## [Textauszug]
╭──
Höret allerliebste Klänge,
Macht euch schnell von Fabeln frei,  
Eurer Götter alt Gemenge,
Laßt es hin, es ist vorbei.

 

Die Musik als neuer >Mythos< antiquiert die antike Mythologie.

Niemand will euch mehr verstehen,
Fordern wir doch höhern Zoll:
Denn es muß von Herzen gehen,
Was auf Herzen wirken soll.

 

("Von Herzen! Möge es wieder zu Herzen gehen", hat Beethoven über das "Kyrie" im Autograph seiner Missa solemnis geschrieben.) Und wirklich bekennt der (antike) Chor, sich durch die Musik "zur Thränenlust erweicht" zu fühlen. Nicht allein die antike Götterwelt, auch die Tageswelt der sichtbaren Dinge stürzt in die Nachtwelt der Innerlichkeit zusammen.

Laß der Sonne Glanz verschwinden,
Wenn es in der Seele tagt,
Wir im eignen Herzen finden
Was die ganze Welt versagt.

                     (XVIII.1 271)
╰──
## [Aufgabe]
Welche Worte hat Beethoven laut dem Textauszug im Autograph seiner Missa solemnis über das „Kyrie“ geschrieben?

## [Vorliegende Einträge]
╭──
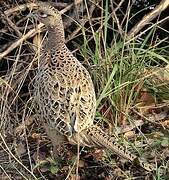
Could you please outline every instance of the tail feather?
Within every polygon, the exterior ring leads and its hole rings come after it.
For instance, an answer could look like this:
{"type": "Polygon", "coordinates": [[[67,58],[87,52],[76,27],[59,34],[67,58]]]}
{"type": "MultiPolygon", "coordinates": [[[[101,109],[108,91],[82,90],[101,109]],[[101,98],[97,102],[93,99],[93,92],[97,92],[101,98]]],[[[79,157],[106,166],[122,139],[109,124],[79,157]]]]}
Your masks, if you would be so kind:
{"type": "Polygon", "coordinates": [[[90,146],[93,145],[99,148],[107,148],[118,156],[123,157],[129,161],[137,160],[139,162],[139,165],[147,171],[154,170],[154,167],[152,165],[144,162],[136,155],[128,151],[125,147],[120,145],[116,136],[109,136],[98,126],[93,125],[92,127],[90,127],[87,130],[86,135],[86,139],[88,139],[88,142],[90,141],[90,146]]]}

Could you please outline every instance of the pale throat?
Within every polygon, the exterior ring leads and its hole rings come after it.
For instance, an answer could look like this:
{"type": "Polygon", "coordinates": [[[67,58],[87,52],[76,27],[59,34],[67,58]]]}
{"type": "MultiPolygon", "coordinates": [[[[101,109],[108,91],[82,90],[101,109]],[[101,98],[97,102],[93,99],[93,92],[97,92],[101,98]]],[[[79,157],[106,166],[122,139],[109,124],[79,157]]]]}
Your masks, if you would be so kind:
{"type": "Polygon", "coordinates": [[[65,44],[64,28],[62,24],[48,26],[48,46],[60,48],[65,44]]]}

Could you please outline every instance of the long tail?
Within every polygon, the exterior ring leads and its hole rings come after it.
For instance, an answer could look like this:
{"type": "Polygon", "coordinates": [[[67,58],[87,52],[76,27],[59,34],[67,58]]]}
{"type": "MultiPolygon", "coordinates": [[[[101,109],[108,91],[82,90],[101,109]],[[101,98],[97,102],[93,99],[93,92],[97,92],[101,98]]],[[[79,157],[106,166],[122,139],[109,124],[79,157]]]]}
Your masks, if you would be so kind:
{"type": "Polygon", "coordinates": [[[144,162],[138,156],[132,154],[125,147],[118,143],[118,139],[115,136],[109,136],[98,126],[93,125],[86,130],[84,137],[82,138],[85,142],[85,145],[95,146],[98,148],[106,148],[114,152],[120,157],[123,157],[129,161],[138,161],[139,165],[147,171],[153,171],[154,166],[144,162]]]}

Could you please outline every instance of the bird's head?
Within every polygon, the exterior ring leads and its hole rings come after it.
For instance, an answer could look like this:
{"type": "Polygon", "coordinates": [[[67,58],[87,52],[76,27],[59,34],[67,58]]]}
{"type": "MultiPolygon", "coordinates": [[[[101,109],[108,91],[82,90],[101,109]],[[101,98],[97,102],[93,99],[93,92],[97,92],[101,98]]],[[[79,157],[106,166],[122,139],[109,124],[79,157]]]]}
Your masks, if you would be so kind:
{"type": "Polygon", "coordinates": [[[44,2],[36,3],[36,9],[33,10],[33,16],[46,26],[55,26],[62,23],[60,12],[54,7],[44,2]]]}

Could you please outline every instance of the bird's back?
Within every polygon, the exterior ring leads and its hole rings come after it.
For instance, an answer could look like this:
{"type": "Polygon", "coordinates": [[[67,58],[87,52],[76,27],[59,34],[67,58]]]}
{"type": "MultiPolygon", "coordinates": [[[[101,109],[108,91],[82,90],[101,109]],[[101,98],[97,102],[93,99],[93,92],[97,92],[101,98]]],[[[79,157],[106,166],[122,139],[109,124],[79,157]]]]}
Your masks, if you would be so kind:
{"type": "Polygon", "coordinates": [[[91,77],[65,45],[42,51],[36,97],[41,118],[64,135],[93,124],[96,98],[91,77]]]}

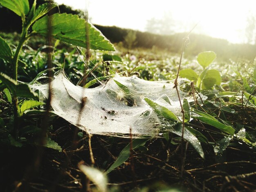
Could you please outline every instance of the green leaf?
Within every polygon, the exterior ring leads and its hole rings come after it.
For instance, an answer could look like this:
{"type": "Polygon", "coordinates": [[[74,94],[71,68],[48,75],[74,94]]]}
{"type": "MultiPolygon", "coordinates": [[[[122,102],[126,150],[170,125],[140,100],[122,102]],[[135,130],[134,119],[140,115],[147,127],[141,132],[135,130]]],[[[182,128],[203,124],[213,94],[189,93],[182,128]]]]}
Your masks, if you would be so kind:
{"type": "Polygon", "coordinates": [[[39,73],[38,73],[37,74],[37,75],[36,76],[36,77],[35,77],[34,79],[33,79],[33,80],[31,82],[29,83],[29,85],[33,85],[34,83],[35,83],[37,80],[40,77],[42,76],[42,75],[43,74],[47,73],[49,71],[53,71],[55,69],[62,69],[62,68],[61,67],[53,67],[51,69],[47,69],[44,70],[43,71],[40,72],[39,73]]]}
{"type": "Polygon", "coordinates": [[[98,81],[104,80],[108,78],[109,77],[107,76],[103,76],[102,77],[98,77],[88,82],[85,84],[85,86],[83,86],[83,87],[84,88],[89,88],[91,86],[93,85],[98,81]]]}
{"type": "Polygon", "coordinates": [[[0,80],[14,96],[34,98],[38,97],[37,94],[32,91],[27,85],[18,84],[14,80],[2,73],[0,73],[0,80]]]}
{"type": "Polygon", "coordinates": [[[11,9],[25,21],[25,16],[29,11],[28,0],[0,0],[0,5],[11,9]]]}
{"type": "MultiPolygon", "coordinates": [[[[147,138],[133,139],[132,141],[132,150],[135,150],[140,146],[144,145],[149,139],[147,138]]],[[[115,163],[106,171],[106,174],[110,173],[128,159],[130,155],[130,143],[129,143],[122,150],[115,163]]]]}
{"type": "Polygon", "coordinates": [[[166,119],[171,121],[178,121],[177,116],[167,108],[155,103],[149,98],[145,98],[145,100],[153,108],[154,111],[158,115],[164,117],[166,119]]]}
{"type": "MultiPolygon", "coordinates": [[[[173,133],[179,136],[182,136],[182,124],[179,123],[174,126],[170,126],[168,127],[168,128],[169,128],[169,131],[172,133],[173,133]]],[[[186,127],[184,128],[183,138],[189,141],[200,156],[202,158],[204,159],[204,151],[202,148],[200,142],[198,138],[195,136],[191,132],[188,130],[186,127]]]]}
{"type": "Polygon", "coordinates": [[[89,39],[90,49],[115,50],[114,46],[99,31],[76,15],[56,13],[49,17],[45,16],[36,22],[32,29],[46,36],[49,27],[52,28],[52,37],[56,39],[84,48],[87,47],[87,39],[89,39]],[[48,20],[51,21],[49,26],[47,25],[48,20]]]}
{"type": "Polygon", "coordinates": [[[11,103],[11,93],[10,93],[9,89],[6,88],[4,89],[4,94],[5,94],[6,97],[7,98],[7,100],[8,100],[8,102],[9,103],[11,103]]]}
{"type": "Polygon", "coordinates": [[[191,132],[195,136],[198,137],[198,140],[204,143],[208,143],[208,140],[200,132],[191,127],[186,127],[186,128],[190,132],[191,132]]]}
{"type": "Polygon", "coordinates": [[[186,98],[183,100],[182,107],[183,108],[183,110],[184,111],[185,122],[189,121],[190,121],[190,109],[189,109],[189,102],[186,98]]]}
{"type": "Polygon", "coordinates": [[[116,61],[119,62],[122,62],[122,59],[118,56],[111,55],[108,54],[104,54],[102,56],[103,61],[116,61]]]}
{"type": "Polygon", "coordinates": [[[254,61],[254,69],[253,70],[253,80],[256,83],[256,61],[254,61]]]}
{"type": "Polygon", "coordinates": [[[105,174],[98,169],[85,165],[80,164],[79,167],[87,178],[95,184],[99,190],[98,191],[107,191],[108,178],[105,174]]]}
{"type": "Polygon", "coordinates": [[[219,71],[216,69],[207,71],[202,81],[202,88],[209,89],[214,85],[219,85],[221,82],[221,78],[219,71]]]}
{"type": "Polygon", "coordinates": [[[210,118],[204,117],[198,117],[193,116],[193,118],[200,120],[204,123],[210,125],[216,128],[221,130],[223,132],[228,133],[231,135],[233,135],[235,133],[235,129],[231,126],[225,125],[218,121],[213,120],[210,118]]]}
{"type": "Polygon", "coordinates": [[[204,69],[209,66],[216,58],[216,54],[213,51],[205,51],[198,55],[197,60],[204,69]]]}
{"type": "Polygon", "coordinates": [[[233,135],[235,133],[235,129],[232,127],[222,123],[211,115],[195,109],[193,109],[192,111],[202,116],[192,116],[193,118],[198,119],[203,123],[212,125],[231,135],[233,135]]]}
{"type": "Polygon", "coordinates": [[[114,81],[118,85],[123,91],[124,92],[125,96],[125,98],[127,102],[127,105],[129,107],[132,107],[134,105],[134,99],[132,96],[132,94],[129,89],[129,88],[125,85],[122,84],[121,83],[119,83],[117,80],[113,79],[114,81]]]}
{"type": "Polygon", "coordinates": [[[180,71],[180,76],[183,78],[186,78],[191,81],[196,81],[198,75],[195,71],[191,69],[185,69],[180,71]]]}
{"type": "Polygon", "coordinates": [[[46,3],[39,5],[35,11],[33,17],[30,21],[30,25],[57,6],[58,5],[56,3],[46,3]]]}
{"type": "Polygon", "coordinates": [[[21,116],[26,110],[43,104],[44,104],[44,103],[37,100],[26,100],[23,103],[20,107],[20,115],[21,116]]]}
{"type": "Polygon", "coordinates": [[[54,141],[52,141],[49,137],[46,138],[45,140],[45,143],[43,145],[45,147],[57,150],[59,152],[61,152],[62,150],[61,147],[54,141]]]}
{"type": "Polygon", "coordinates": [[[11,62],[13,56],[9,45],[0,37],[0,57],[11,62]]]}
{"type": "Polygon", "coordinates": [[[249,94],[246,92],[244,93],[244,95],[245,95],[247,99],[249,100],[249,101],[251,103],[254,105],[254,106],[256,106],[256,97],[255,97],[255,96],[251,95],[251,94],[249,94]]]}
{"type": "Polygon", "coordinates": [[[208,113],[205,113],[204,112],[203,112],[201,111],[199,111],[199,110],[196,109],[191,109],[191,111],[195,113],[198,114],[198,115],[200,115],[201,116],[204,117],[207,117],[207,118],[210,118],[212,119],[213,119],[214,121],[218,121],[214,117],[208,113]]]}

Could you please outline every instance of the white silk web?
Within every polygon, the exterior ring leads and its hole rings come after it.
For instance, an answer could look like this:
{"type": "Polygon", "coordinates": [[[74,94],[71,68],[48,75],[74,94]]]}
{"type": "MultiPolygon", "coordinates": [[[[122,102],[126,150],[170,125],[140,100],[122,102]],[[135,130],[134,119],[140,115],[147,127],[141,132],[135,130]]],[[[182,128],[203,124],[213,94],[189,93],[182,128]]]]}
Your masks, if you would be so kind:
{"type": "MultiPolygon", "coordinates": [[[[90,134],[129,137],[131,129],[134,138],[161,136],[167,131],[182,135],[182,126],[173,127],[174,123],[158,115],[144,100],[148,98],[165,107],[182,121],[177,91],[171,81],[150,81],[135,76],[117,75],[105,85],[84,88],[73,84],[63,72],[56,74],[51,82],[53,112],[90,134]],[[116,82],[126,86],[129,95],[116,82]],[[128,98],[132,98],[132,105],[128,98]],[[84,105],[81,107],[83,99],[84,105]]],[[[31,86],[47,98],[47,84],[31,86]]],[[[182,101],[184,98],[189,102],[193,100],[187,94],[180,90],[179,92],[182,101]]],[[[186,129],[184,137],[203,156],[196,137],[186,129]]]]}

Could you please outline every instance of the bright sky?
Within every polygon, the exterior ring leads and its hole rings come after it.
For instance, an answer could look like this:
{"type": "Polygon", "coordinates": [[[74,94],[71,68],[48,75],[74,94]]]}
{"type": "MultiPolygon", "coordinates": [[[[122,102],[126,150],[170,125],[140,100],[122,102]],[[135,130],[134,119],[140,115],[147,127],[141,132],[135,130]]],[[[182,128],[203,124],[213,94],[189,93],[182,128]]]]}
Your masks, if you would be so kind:
{"type": "MultiPolygon", "coordinates": [[[[245,42],[247,17],[256,7],[254,0],[55,0],[76,9],[89,11],[92,22],[145,31],[147,20],[161,18],[165,13],[189,31],[199,22],[194,32],[245,42]]],[[[255,11],[254,11],[255,12],[255,11]]],[[[168,25],[168,23],[166,25],[168,25]]]]}

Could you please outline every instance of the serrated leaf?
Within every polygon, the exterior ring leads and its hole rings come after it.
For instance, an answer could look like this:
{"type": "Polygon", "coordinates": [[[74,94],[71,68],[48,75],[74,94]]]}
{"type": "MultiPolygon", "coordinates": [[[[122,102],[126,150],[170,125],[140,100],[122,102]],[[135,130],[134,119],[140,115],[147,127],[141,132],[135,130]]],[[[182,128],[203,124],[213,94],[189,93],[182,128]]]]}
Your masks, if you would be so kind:
{"type": "Polygon", "coordinates": [[[189,121],[190,121],[190,109],[189,108],[189,102],[186,98],[183,100],[182,107],[184,111],[184,121],[185,122],[189,121]]]}
{"type": "Polygon", "coordinates": [[[202,89],[209,89],[214,85],[219,85],[221,83],[221,77],[219,71],[216,69],[207,71],[202,81],[202,89]]]}
{"type": "Polygon", "coordinates": [[[153,108],[154,111],[158,115],[163,116],[168,120],[173,121],[178,121],[178,118],[175,114],[167,108],[158,104],[148,98],[145,98],[144,99],[149,106],[153,108]]]}
{"type": "Polygon", "coordinates": [[[35,32],[47,36],[48,28],[51,27],[52,37],[74,45],[87,47],[89,39],[90,48],[94,50],[115,51],[114,46],[93,25],[80,19],[76,15],[56,13],[45,16],[33,25],[35,32]],[[48,21],[51,21],[48,26],[48,21]],[[88,27],[88,30],[86,29],[88,27]],[[88,31],[86,34],[86,31],[88,31]]]}
{"type": "Polygon", "coordinates": [[[0,79],[14,96],[34,98],[38,97],[37,94],[32,91],[27,85],[18,84],[14,80],[2,73],[0,73],[0,79]]]}
{"type": "Polygon", "coordinates": [[[10,62],[13,56],[11,49],[9,45],[0,37],[0,58],[10,62]]]}
{"type": "Polygon", "coordinates": [[[28,0],[0,0],[0,5],[11,9],[22,19],[29,11],[28,0]]]}
{"type": "Polygon", "coordinates": [[[58,5],[56,4],[52,3],[45,3],[39,5],[35,11],[33,18],[30,21],[30,24],[32,24],[41,17],[42,17],[52,9],[57,6],[58,6],[58,5]]]}
{"type": "Polygon", "coordinates": [[[54,150],[57,150],[59,152],[61,152],[62,150],[61,147],[59,146],[57,143],[54,141],[52,141],[49,137],[45,138],[45,143],[43,146],[48,148],[51,148],[54,150]]]}
{"type": "Polygon", "coordinates": [[[108,178],[105,174],[98,169],[85,165],[79,165],[79,167],[87,178],[95,184],[99,191],[107,191],[108,178]]]}
{"type": "Polygon", "coordinates": [[[198,75],[195,71],[191,69],[184,69],[180,71],[180,76],[183,78],[186,78],[191,81],[196,81],[198,75]]]}
{"type": "MultiPolygon", "coordinates": [[[[141,145],[144,145],[149,139],[148,138],[135,138],[132,141],[132,149],[136,149],[141,145]]],[[[110,173],[115,169],[124,163],[128,159],[130,155],[130,143],[126,145],[120,153],[118,157],[114,163],[106,171],[106,174],[110,173]]]]}
{"type": "Polygon", "coordinates": [[[40,102],[37,100],[26,100],[22,103],[20,108],[20,115],[22,116],[23,113],[26,110],[41,105],[43,105],[44,103],[40,102]]]}
{"type": "Polygon", "coordinates": [[[209,66],[216,58],[216,54],[213,51],[205,51],[198,55],[197,60],[204,69],[209,66]]]}

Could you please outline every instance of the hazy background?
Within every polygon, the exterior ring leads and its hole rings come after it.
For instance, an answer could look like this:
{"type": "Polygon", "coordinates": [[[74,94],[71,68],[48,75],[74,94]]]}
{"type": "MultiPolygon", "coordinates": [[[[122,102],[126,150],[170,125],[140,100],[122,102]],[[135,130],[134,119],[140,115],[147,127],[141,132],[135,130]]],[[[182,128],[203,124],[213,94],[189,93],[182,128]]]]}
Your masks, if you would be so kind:
{"type": "Polygon", "coordinates": [[[255,43],[256,1],[253,0],[55,0],[89,11],[91,22],[141,31],[171,35],[188,31],[255,43]]]}

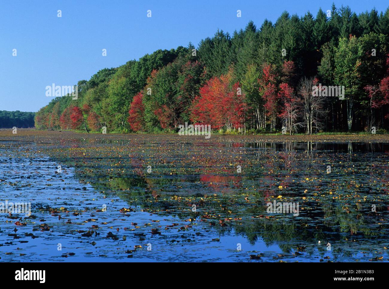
╰──
## [Antwort]
„Von Herzen! Möge es wieder zu Herzen gehen.“